A faithful copy of the listing below is required.

====

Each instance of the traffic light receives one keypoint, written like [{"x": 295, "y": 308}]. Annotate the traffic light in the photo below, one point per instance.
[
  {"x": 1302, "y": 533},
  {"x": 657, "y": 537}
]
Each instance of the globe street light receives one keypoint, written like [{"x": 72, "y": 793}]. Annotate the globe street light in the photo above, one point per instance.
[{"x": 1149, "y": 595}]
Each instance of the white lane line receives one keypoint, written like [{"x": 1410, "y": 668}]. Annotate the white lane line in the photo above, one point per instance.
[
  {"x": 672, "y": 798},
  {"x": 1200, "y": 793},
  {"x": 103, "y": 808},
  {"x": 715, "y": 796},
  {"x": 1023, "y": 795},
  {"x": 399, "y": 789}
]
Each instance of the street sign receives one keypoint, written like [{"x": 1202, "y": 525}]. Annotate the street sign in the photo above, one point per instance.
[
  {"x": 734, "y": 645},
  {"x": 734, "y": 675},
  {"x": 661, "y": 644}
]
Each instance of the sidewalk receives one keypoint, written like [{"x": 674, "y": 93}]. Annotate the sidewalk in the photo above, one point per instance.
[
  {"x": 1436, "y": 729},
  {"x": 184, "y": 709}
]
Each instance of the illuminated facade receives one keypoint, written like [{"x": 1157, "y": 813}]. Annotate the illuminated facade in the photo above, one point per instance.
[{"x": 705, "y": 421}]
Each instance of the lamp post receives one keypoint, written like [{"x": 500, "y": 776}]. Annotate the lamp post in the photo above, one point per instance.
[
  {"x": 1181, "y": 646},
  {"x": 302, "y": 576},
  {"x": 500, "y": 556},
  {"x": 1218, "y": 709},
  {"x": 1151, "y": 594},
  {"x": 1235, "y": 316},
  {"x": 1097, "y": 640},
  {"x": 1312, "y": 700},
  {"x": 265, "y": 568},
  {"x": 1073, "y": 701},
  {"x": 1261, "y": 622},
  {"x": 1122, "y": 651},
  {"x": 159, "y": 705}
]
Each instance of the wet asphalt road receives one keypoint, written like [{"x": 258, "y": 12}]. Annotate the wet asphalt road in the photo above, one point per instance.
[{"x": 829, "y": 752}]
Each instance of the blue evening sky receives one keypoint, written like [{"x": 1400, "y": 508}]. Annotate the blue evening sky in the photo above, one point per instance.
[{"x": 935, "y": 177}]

====

Response area:
Each instance of the traffic light receives one keypoint, written like [{"x": 295, "y": 308}]. Annotate the traffic light in the photo below, one point per instance.
[
  {"x": 1302, "y": 533},
  {"x": 657, "y": 537}
]
Each instance of the globe street light receives one keypoint, written like [{"x": 72, "y": 793}]. Annotate the globe street light in the photo above, one point per instance.
[{"x": 1149, "y": 595}]
Each instance of the white lane line receives one keypoint, written like [{"x": 1410, "y": 668}]. Annotate the white lane line in the photo above, one point per instance.
[
  {"x": 672, "y": 798},
  {"x": 1200, "y": 793},
  {"x": 103, "y": 808},
  {"x": 715, "y": 796},
  {"x": 1023, "y": 795},
  {"x": 399, "y": 789}
]
Each instance of the street sign receives one keypoint, written like [{"x": 1202, "y": 525}]. Annotate the street sign in the photo above, one point per instance.
[
  {"x": 734, "y": 645},
  {"x": 734, "y": 675},
  {"x": 661, "y": 644}
]
Each instance of the sidewalk receives one keypoint, written like [{"x": 674, "y": 93}]. Annotate the sidewalk in the photo above, one point per instance.
[
  {"x": 1436, "y": 729},
  {"x": 184, "y": 709}
]
Each instance of the illuminated facade receives one keypoint, written like [{"x": 1157, "y": 813}]. Annotate the illuminated facade in the photo above, one point per instance.
[{"x": 705, "y": 421}]
Each instance of the lamp post receives one keypoint, written like [{"x": 500, "y": 776}]. Annotate the lamp post in the photo above, one point per instance.
[
  {"x": 1181, "y": 646},
  {"x": 302, "y": 576},
  {"x": 500, "y": 556},
  {"x": 1218, "y": 709},
  {"x": 1151, "y": 594},
  {"x": 1235, "y": 316},
  {"x": 1097, "y": 640},
  {"x": 1312, "y": 700},
  {"x": 265, "y": 568},
  {"x": 1073, "y": 701},
  {"x": 1261, "y": 622},
  {"x": 1122, "y": 651},
  {"x": 159, "y": 705}
]
Each instance of the wet asphalt road receives one keypoint, written like [{"x": 258, "y": 12}]. Annotate the wet asphalt road in the photo above, one point per instance.
[{"x": 829, "y": 752}]
Each instance of the blue evening sky receives one keypoint, written like [{"x": 1400, "y": 508}]. Annotate the blue evening sky in the photo above, one point per instance.
[{"x": 935, "y": 177}]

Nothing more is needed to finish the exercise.